[Start of section]

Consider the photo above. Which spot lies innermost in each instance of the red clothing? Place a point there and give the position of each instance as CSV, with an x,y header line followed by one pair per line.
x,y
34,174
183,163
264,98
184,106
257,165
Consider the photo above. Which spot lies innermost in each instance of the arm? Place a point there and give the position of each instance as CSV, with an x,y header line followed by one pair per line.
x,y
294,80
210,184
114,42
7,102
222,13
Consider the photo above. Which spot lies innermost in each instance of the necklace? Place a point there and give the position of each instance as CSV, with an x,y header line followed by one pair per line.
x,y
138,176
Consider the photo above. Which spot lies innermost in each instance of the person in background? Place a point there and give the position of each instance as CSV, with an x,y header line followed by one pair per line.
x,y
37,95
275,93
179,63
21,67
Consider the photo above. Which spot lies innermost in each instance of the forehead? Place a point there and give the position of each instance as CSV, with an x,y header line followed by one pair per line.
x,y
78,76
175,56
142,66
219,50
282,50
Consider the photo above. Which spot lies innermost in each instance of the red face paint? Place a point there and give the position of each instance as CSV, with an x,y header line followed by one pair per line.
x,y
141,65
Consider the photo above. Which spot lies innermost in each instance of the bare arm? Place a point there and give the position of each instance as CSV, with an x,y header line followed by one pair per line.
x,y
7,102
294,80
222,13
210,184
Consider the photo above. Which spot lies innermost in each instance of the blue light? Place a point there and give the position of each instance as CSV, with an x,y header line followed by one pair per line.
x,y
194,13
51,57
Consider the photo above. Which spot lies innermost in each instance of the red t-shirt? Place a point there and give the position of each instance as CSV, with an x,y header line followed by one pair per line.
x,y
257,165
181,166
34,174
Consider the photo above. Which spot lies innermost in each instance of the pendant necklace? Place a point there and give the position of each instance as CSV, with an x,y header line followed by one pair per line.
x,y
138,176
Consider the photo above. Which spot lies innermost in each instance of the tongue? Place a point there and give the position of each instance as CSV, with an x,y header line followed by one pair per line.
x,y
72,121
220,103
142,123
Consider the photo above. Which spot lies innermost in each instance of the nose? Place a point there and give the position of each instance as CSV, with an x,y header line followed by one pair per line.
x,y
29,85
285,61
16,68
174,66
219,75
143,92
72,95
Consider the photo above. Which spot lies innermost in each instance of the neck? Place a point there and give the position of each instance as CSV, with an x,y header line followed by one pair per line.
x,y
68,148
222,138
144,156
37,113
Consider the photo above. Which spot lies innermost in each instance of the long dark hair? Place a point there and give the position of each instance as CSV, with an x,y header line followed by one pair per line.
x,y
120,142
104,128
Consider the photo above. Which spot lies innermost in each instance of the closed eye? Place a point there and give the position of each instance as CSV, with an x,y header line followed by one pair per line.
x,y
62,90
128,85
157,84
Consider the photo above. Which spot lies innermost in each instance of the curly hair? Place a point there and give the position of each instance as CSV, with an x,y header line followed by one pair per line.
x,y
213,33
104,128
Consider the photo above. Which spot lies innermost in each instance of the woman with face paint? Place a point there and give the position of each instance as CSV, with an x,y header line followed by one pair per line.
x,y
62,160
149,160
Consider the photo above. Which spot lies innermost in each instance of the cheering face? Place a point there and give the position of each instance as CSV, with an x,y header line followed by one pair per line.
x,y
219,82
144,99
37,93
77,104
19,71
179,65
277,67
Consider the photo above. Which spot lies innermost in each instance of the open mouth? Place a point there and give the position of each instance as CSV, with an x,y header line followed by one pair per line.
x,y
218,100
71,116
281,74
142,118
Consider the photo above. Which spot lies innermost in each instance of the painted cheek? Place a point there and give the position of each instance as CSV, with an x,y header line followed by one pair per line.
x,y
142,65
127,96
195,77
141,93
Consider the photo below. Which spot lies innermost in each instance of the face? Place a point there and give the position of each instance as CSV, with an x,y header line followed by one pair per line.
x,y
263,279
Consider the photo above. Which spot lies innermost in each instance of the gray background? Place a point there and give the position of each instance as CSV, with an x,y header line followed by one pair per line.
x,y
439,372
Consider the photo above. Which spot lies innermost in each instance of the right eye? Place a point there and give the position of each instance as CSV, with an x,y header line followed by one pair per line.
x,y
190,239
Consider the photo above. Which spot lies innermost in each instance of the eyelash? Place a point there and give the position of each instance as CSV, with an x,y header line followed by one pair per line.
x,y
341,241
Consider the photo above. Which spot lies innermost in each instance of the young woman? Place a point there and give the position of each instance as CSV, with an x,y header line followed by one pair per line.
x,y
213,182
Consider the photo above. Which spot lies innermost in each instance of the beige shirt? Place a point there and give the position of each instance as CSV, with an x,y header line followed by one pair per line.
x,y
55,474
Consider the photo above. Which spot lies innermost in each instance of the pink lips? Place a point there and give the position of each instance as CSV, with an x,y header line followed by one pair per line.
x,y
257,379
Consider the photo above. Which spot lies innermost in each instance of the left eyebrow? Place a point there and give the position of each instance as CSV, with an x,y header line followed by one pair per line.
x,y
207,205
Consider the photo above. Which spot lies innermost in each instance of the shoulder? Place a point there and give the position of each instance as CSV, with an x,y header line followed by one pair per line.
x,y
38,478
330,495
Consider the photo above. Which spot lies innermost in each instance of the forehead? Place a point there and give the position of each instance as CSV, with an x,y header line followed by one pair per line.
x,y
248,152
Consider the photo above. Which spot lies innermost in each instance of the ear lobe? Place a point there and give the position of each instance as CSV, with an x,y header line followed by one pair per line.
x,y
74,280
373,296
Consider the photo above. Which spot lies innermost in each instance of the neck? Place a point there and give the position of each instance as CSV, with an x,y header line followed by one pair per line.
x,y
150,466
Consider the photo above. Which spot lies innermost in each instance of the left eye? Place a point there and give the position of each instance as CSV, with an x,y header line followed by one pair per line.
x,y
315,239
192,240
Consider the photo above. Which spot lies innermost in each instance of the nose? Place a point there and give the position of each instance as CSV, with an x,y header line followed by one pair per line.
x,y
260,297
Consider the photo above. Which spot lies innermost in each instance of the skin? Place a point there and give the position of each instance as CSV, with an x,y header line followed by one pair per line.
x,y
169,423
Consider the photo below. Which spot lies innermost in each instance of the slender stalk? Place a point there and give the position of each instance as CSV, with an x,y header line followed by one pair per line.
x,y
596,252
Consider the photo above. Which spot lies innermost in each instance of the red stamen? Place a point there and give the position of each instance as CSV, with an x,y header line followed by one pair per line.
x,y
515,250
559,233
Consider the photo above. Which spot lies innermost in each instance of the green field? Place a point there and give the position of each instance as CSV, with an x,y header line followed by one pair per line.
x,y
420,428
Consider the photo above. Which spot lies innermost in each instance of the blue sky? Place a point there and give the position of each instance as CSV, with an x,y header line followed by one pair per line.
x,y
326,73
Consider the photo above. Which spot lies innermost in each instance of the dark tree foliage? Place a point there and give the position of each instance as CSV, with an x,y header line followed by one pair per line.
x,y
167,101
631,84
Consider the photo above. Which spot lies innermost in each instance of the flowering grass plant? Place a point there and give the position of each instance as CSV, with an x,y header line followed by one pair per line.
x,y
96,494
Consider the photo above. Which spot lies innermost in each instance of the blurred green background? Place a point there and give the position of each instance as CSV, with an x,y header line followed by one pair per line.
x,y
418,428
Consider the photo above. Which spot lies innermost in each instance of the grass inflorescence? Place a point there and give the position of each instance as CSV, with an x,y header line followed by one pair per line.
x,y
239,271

[End of section]

DIRECTIONS FOR THIS TASK — Write out only those lines that fall between the one containing "of the flowering" and the end of the entries, the first and last included, exactly as they read.

RESULT OF THE TASK —
Consider the photo above. Which spot lies innermost in each instance of the flowering grass plant? Place a point there and give the position of each instance as CSV, with an x,y header line followed by one pair per line.
x,y
96,494
Consider the photo above. Which spot lies innermost in each instance of the blurred green background? Place a point there and give the position of each instance as CSV, with an x,y header line followed by one pair per line.
x,y
418,428
Consider the photo above. Which spot lies innermost in each instance of the grass inflorescence? Place a point there and give the position of each instance as CSV, with an x,y header line followed by one pair per line.
x,y
239,271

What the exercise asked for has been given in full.